**SET PROBLEM:**
Keep only the lines of the data below that contain the string "Target", treating uppercase and lowercase as different.

**DATA PROVIDED:**
▼

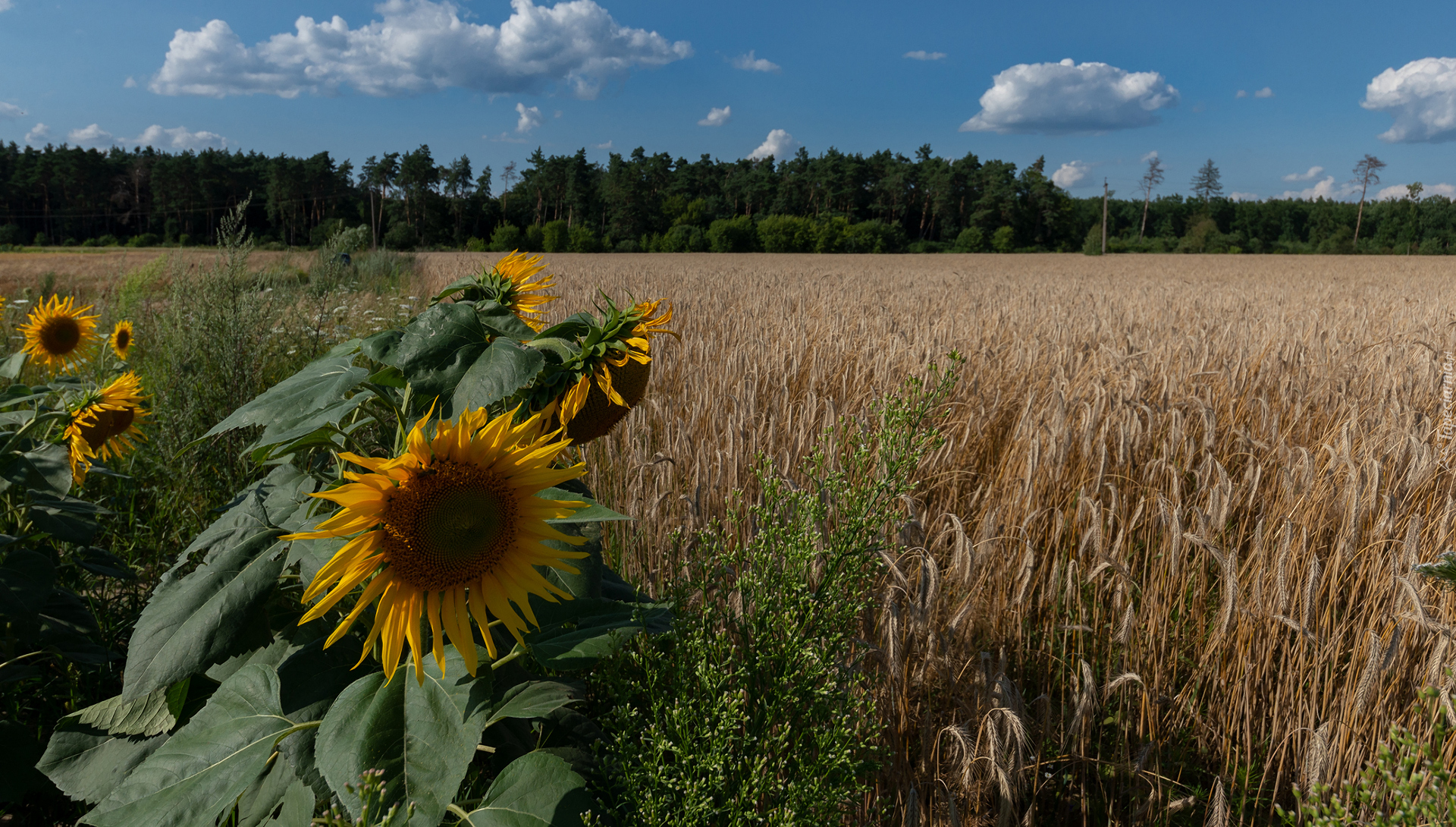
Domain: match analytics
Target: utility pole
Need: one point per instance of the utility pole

▲
▼

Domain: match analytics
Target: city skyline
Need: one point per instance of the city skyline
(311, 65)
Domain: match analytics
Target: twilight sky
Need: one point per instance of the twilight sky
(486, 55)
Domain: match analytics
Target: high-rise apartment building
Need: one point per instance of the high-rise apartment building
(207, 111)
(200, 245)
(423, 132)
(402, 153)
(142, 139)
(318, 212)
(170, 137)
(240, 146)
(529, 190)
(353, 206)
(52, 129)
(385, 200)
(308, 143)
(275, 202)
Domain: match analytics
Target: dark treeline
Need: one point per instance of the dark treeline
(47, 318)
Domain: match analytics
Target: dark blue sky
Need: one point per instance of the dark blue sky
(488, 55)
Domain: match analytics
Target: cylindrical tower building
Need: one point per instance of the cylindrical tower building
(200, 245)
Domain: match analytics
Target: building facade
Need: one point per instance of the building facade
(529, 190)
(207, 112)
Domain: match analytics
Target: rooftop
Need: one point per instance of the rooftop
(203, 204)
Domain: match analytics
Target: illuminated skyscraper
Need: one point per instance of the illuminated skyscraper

▲

**ANSWER TO THIS PROBLEM:**
Target: utility pole
Target: city skyline
Target: twilight sky
Target: high-rise apartment building
Target: dark treeline
Target: dark blue sky
Target: cylindrical tower building
Target: building facade
Target: rooftop
Target: illuminated skyscraper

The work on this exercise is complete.